En la actualidad, el sistema de salud mexicano se centra en salvar la vida de las supervivientes de ataques con ácido mediante lavados quirúrgicos para retirar el corrosivo e impedir que este avance hacia la laringe, la faringe o los ojos, provocando más daños. Pero no destina apoyo para las cirugías de reconstrucción que facilitan la reincorporación a su anterior vida. La dermatóloga Isela Méndez, que ha tratado de manera gratuita a una decena de víctimas, subraya que las supervivientes sufren de rechazo y discriminación social.
Sánchez es la primera de las 10 mujeres a las que Méndez ha atendido en su consultorio. “Tras ayudarla, aparecieron mujeres que llevaban hasta 34 años encerradas, pensando que eran las únicas”, recuerda por teléfono desde su clínica de Polanco, una de las colonias más pudientes de la capital mexicana. La reconstrucción y reparación de la zona afectada es casi inaccesible para las víctimas: cuestan, según Méndez, alrededor de un millón de pesos mexicanos (unos 50.000 euros), dependiendo de la complejidad de las heridas. Pero, además, la dermatóloga explica que las afectadas necesitan injertos, terapias de láser, encimas o ácido hialurónico para recuperar la gesticulación y la simetría del rostro. “Solicitamos que la reparación se haga de manera integral, que tengan acceso a hospitales, a terapias de rehabilitación, a reparación física y emocional”, subraya.

= = = = =

■ Detalles del ejercicio
Continúa el texto sobre las supervivientes de ataques con ácido en México a partir de su última oración.

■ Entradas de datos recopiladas
= = = = =

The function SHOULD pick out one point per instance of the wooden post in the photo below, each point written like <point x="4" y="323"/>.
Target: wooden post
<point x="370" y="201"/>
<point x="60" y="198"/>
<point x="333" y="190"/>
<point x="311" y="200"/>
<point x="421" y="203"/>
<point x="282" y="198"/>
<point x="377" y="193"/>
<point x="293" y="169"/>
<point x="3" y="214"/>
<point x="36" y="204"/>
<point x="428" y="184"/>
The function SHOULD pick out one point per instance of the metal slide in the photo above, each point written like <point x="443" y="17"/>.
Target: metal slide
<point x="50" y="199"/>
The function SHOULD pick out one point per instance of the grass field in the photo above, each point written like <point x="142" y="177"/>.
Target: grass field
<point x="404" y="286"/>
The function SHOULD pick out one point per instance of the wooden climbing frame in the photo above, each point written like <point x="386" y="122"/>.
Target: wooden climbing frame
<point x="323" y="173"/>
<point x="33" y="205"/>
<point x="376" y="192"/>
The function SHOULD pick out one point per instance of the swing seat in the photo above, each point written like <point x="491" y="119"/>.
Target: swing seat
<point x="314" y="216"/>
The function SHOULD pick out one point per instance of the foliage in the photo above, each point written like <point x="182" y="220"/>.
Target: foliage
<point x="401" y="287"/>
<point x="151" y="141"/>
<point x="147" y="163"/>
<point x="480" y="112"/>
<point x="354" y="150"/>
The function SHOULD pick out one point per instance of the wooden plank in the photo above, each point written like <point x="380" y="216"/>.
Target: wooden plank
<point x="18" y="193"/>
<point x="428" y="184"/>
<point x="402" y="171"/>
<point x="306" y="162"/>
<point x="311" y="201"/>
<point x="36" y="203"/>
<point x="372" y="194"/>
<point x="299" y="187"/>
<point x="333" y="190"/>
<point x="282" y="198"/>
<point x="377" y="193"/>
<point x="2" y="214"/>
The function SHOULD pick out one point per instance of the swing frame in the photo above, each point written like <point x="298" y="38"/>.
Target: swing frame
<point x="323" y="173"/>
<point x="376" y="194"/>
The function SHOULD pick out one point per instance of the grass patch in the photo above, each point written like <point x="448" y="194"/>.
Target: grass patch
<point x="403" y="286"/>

= = = = =

■ Respuesta
Solo en 2022, el Banco Nacional de Datos e Información sobre Casos de Violencia contra las Mujeres (Banavim) registró 222 denuncias de amenazas de uso de químicos o ácidos en México. La Fundación Carmen Sánchez hace su propio recuento: 105 agresiones el año pasado, el 85% a manos de hombres. Más de la mitad había mantenido alguna relación sentimental con la víctima. Ximena Canseco, mano derecha de Sánchez, aclara que sus cifras no muestran la magnitud real del problema debido a que ni las autoridades locales, ni el Gobierno central, tienen un registro específico.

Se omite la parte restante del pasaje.